> [Excerpt provided]

** START **

If the summit will make essentially no progress on the big three topics of fiscal, monetary and regulatory policy, how exactly is President Obama showing leadership and making a difference? Here's the creative surprise -- it's by raising a great deal of money for the IMF and proposing fundamental changes in the way that organization operates.

The IMF currently has about $250 billion to lend; this is not enough to really make a difference in a world of trillion dollar problems. The Europeans proposed to raise this to $500 billion, which seems still low -- particularly as it's mostly European countries that have a pressing need to borrow; you guessed it, the Germans don't want to put up more. The Obama Administration is pushing for closer to $1 trillion in total IMF funding and, after a lot of hard work, seem likely to get close to this target.

Johnson goes on to predict that the U.S. will be successful in "de-Europeanizing" the IMF and opening up its governance to the rest of the world, with potentially major implications.

** END **

> [Instructions]
a - List every IMF funding level, in dollars, that the passage on the IMF summit mentions. Give the figure and the party or situation linked to it.
b - Resume the passage on the IMF summit, starting after its final sentence about "de-Europeanizing" the IMF.
The data after this point plays no role here.

> [Given data]

** START **

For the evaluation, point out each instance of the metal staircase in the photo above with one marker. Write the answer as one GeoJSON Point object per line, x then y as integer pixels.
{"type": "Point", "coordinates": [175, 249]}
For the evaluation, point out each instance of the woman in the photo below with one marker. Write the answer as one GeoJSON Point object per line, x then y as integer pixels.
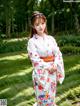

** END **

> [The responses]
a -
- $250 billion: what the IMF currently has to lend
- $500 billion: the Europeans' proposal
- Closer to $1 trillion in total: the level the Obama Administration is pushing for

b -
By forcing open the leadership selection process of all International Financial Institutions (e.g., so this means no more guaranteed job for an American as President of the World Bank), the Obama team has jumped over major roadblocks around IMF governance. It has also formed a natural alliance with large emerging markets (Mexico, Brazil, India, China, South Korea, South Africa, etc), who are also members of the G20; the natural next step would be to support a new managing director from one of these countries. Emerging markets lending to struggling Europe, through the IMF, is something we should all get used to thinking about.

The shift -- from a U.S. that pushed Goldman Sachs as the answer to all economic problems to a U.S. that understands it is no longer the arbiter of global economic rules, and decides to learn how to work with others -- is major. And it's been a long time coming.